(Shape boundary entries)
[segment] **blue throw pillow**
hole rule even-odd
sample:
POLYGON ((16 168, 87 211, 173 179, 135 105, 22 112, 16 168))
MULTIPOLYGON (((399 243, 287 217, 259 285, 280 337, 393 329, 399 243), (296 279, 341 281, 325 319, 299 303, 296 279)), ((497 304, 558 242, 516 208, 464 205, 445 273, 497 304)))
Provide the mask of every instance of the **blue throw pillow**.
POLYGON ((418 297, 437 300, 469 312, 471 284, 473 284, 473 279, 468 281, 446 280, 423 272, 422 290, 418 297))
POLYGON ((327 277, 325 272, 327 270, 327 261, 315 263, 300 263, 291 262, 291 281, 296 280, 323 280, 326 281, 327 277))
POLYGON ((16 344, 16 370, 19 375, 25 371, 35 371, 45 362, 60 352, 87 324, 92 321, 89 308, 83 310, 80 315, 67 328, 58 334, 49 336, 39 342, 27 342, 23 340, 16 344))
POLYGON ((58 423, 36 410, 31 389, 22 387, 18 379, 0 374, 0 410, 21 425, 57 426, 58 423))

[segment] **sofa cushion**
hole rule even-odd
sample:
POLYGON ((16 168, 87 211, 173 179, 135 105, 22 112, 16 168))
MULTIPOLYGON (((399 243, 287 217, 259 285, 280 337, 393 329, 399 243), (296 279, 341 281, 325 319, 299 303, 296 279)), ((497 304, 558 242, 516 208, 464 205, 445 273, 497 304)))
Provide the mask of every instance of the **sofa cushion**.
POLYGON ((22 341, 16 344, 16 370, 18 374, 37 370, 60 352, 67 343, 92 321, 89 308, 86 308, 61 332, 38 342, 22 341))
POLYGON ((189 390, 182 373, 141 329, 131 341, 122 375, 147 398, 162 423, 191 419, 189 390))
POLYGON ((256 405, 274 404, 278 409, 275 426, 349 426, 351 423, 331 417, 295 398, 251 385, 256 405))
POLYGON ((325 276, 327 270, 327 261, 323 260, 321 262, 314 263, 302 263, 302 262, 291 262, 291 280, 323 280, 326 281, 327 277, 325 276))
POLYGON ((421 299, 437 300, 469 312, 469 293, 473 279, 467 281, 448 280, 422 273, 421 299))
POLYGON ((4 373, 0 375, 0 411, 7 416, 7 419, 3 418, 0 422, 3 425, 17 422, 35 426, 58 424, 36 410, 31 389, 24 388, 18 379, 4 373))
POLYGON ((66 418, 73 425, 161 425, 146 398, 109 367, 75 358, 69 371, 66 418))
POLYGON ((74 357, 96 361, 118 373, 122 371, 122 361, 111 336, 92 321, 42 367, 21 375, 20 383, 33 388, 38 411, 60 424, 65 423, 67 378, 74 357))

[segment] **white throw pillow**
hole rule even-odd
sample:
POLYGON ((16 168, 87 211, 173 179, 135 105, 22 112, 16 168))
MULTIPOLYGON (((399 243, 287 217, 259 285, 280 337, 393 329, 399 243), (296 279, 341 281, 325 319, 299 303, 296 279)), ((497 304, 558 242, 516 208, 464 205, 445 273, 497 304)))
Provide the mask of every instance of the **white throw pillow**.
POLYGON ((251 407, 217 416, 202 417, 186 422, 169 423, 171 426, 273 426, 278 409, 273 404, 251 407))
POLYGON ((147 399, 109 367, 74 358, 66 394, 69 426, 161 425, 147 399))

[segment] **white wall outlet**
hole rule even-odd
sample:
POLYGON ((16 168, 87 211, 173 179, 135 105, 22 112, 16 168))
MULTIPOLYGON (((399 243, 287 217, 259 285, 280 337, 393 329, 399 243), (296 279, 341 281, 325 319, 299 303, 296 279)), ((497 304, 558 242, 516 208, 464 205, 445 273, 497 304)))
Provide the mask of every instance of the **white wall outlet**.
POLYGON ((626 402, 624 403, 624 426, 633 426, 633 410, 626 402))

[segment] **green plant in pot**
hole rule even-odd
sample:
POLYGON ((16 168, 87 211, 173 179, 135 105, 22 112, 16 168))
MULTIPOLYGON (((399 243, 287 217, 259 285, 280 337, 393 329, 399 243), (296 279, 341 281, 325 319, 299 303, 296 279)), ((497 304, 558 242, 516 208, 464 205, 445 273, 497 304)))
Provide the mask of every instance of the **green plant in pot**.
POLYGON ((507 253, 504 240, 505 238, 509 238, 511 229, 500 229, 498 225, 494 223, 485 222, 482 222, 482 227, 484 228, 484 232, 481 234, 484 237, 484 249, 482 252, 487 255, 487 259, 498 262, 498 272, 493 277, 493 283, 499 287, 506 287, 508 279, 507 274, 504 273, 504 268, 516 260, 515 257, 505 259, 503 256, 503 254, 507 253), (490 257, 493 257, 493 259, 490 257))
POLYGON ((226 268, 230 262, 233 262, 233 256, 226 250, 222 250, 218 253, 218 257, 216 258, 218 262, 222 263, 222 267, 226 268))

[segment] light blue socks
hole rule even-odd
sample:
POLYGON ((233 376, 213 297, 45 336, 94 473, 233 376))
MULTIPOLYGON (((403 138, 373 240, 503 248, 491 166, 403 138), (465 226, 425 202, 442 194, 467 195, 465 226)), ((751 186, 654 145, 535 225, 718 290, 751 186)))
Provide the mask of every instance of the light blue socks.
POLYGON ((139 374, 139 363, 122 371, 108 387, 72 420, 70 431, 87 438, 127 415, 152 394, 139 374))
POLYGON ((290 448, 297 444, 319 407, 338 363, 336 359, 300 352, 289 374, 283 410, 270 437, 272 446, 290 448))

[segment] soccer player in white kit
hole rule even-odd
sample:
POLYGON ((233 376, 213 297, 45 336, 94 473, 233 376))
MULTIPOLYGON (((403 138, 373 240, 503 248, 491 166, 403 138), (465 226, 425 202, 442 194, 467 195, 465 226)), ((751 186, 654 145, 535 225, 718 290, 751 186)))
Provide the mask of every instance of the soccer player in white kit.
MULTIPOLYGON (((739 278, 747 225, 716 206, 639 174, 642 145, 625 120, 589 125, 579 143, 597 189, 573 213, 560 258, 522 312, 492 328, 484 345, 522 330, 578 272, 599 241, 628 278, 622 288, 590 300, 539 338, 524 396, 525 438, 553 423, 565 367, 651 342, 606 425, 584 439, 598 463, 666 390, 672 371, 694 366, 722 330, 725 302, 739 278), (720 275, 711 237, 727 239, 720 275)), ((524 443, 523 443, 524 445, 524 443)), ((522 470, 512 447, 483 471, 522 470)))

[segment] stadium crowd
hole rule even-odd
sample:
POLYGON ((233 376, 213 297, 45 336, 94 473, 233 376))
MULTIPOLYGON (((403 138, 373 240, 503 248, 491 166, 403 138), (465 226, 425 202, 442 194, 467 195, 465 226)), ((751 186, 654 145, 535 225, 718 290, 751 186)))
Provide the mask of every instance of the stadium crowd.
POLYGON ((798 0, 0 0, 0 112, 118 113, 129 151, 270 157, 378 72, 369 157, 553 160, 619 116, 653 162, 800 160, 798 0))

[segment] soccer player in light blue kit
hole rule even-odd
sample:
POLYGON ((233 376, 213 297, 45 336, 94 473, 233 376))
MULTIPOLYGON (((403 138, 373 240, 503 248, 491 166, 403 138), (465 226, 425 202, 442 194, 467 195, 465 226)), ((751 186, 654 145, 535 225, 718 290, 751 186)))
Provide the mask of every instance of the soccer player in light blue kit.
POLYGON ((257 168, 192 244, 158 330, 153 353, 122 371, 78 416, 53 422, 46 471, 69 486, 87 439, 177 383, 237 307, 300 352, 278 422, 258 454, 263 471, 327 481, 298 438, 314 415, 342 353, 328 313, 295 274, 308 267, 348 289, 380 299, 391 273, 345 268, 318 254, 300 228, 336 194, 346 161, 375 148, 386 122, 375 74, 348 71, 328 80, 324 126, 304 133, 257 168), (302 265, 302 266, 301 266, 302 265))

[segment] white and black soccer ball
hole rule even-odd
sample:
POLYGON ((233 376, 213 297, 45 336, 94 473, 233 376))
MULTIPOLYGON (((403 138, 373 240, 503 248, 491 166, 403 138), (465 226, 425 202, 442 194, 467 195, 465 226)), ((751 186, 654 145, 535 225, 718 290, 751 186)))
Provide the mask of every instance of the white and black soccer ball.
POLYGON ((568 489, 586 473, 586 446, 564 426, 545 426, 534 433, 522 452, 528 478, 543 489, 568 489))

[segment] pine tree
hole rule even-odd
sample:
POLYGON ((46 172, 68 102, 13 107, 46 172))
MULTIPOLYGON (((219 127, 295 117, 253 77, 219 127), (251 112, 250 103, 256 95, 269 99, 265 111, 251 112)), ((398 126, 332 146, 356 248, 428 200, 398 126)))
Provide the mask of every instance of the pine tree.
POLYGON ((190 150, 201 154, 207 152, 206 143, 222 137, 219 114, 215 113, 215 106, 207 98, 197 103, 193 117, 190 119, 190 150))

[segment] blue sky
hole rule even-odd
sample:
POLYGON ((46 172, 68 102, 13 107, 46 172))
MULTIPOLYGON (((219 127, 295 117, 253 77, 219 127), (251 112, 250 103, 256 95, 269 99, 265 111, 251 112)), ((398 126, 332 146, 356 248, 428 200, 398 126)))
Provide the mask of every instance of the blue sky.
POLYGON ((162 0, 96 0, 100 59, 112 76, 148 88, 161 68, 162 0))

> **Problem requirements**
Repeat, word for word, every line from the line that contains "[segment] white and black soccer ball" to the end of the entries; include both of those lines and no others.

> **Solution to the exercise**
[segment] white and black soccer ball
hole rule even-odd
sample:
POLYGON ((233 376, 213 297, 45 336, 94 473, 233 376))
MULTIPOLYGON (((403 138, 373 240, 503 248, 491 166, 403 138), (465 226, 425 202, 442 194, 467 195, 465 226)), ((751 186, 654 145, 535 225, 718 290, 751 186)))
Provide the mask of every instance of the white and black soccer ball.
POLYGON ((568 489, 586 473, 586 446, 564 426, 545 426, 534 433, 522 452, 528 478, 543 489, 568 489))

[segment] pine tree
hole rule even-odd
sample:
POLYGON ((46 172, 68 102, 13 107, 46 172))
MULTIPOLYGON (((219 127, 295 117, 253 77, 219 127), (251 112, 250 103, 256 95, 269 99, 265 111, 251 112)), ((398 126, 332 146, 356 248, 428 200, 398 126)))
Provide the mask of every instance of the pine tree.
POLYGON ((190 150, 201 154, 207 152, 206 143, 222 137, 219 114, 215 113, 215 106, 207 98, 197 103, 193 117, 190 119, 190 150))

[segment] blue sky
hole rule even-odd
sample:
POLYGON ((46 172, 68 102, 13 107, 46 172))
MULTIPOLYGON (((219 127, 295 117, 253 77, 219 127), (251 112, 250 103, 256 95, 269 99, 265 111, 251 112)), ((398 126, 332 146, 356 248, 428 200, 398 126)))
Provide the mask of every instance of the blue sky.
POLYGON ((162 0, 96 0, 100 59, 112 76, 148 88, 161 68, 162 0))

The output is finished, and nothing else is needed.